The Sanskrit word Deva has multiple meanings in Jainism. In many places the word has been used to refer to the Tirthankaras (spiritual teachers of Dharma). But in common usage it is used to refer to the heavenly beings. These beings are born instantaneously in special beds without any parents just like hell beings (naraki). According to Jain texts, clairvoyance (avadhi jnana) based on birth is possessed by the celestial beings.

== Classes of heavenly beings ==

According to Jain texts, the celestial beings are of four orders (classes):-
- Bhavanavāsī (residential)
- Vyantara (intermediaries or peripatetic)
- Jyotiṣka (luminaries or stellar)
- Vaimānika (Astral or heavenly beings)

There are of ten, eight, five and twelve classes up to the Heavenly beings (kalpavasis). There are ten grades in each of these classes of celestial beings, the Lord (Indra), his Equal, the Minister, the courtiers, the bodyguards, the police, the army, the citizens, the servants, and the menials.

==Abode==

The abode of Devas is Svarga (heaven). According to Jain texts, persons with right faith (except those whose bondage of life-karma has been accomplished prior to their attainment of right belief) are reborn among the fourth order of devas and not among the three lower orders, namely the Residential, the Peripatetic and the Stellar devas. Those practising restraint with attachment and restraint-cum-non-restraint are also characterized by right belief. Hence they are reborn in the higher heavens of Saudharma Kalpa and so on and not among the three lower orders of celestial beings. Merit which leads to the highest celestial state such as Sarvārthasiddhi is said to be acquired in the Bharata, Airāvata, and Videha Kshetra

== Lifetime ==
1. The minimum lifetime of the Residential devas is ten thousand years.
2. That of Peripatetic devas is a little over one palyopama.
3. The minimum lifetime of Stellar devas is the same as for Peripatetic devas.

MATERIAL SUPPLIED:
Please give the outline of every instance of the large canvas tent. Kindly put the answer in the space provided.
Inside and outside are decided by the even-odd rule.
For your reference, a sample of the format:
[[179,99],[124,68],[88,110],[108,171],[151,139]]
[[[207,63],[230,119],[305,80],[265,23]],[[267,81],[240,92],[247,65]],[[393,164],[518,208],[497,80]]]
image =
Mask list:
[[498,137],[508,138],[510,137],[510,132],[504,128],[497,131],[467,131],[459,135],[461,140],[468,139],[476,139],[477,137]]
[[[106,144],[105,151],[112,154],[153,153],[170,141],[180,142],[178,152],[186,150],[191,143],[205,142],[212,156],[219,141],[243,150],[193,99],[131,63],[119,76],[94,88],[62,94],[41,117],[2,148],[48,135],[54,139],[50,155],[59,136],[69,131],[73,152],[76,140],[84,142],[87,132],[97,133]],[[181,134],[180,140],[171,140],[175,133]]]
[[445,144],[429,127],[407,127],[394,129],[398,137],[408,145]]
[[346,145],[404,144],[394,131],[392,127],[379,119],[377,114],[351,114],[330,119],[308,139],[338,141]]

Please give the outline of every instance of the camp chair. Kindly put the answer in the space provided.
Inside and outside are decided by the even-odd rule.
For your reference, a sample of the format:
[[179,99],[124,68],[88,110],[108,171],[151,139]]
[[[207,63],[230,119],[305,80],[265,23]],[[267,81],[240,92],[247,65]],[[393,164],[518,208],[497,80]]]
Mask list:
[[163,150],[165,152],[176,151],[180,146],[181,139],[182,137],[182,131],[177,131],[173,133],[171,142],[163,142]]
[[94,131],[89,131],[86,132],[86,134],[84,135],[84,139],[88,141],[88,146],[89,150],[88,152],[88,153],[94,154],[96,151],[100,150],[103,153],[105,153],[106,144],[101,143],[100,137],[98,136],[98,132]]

WORK ORDER 1:
Answer these questions about the text on devas in Jainism:
(a) Into how many orders do Jain texts divide the celestial beings?
(b) What is the abode of Devas called?
(c) What is the minimum lifetime of the Residential devas?
WORK ORDER 2:
Write out the text on devas in Jainism from "The Sanskrit word" up to and including "- Bhavanavāsī (residential)", word for word.
The records aren't used in any task.

ANSWER SPACE 1:
(a) Four.
(b) Svarga (heaven).
(c) Ten thousand years.

ANSWER SPACE 2:
The Sanskrit word Deva has multiple meanings in Jainism. In many places the word has been used to refer to the Tirthankaras (spiritual teachers of Dharma). But in common usage it is used to refer to the heavenly beings. These beings are born instantaneously in special beds without any parents just like hell beings (naraki). According to Jain texts, clairvoyance (avadhi jnana) based on birth is possessed by the celestial beings.

== Classes of heavenly beings ==

According to Jain texts, the celestial beings are of four orders (classes):-
- Bhavanavāsī (residential)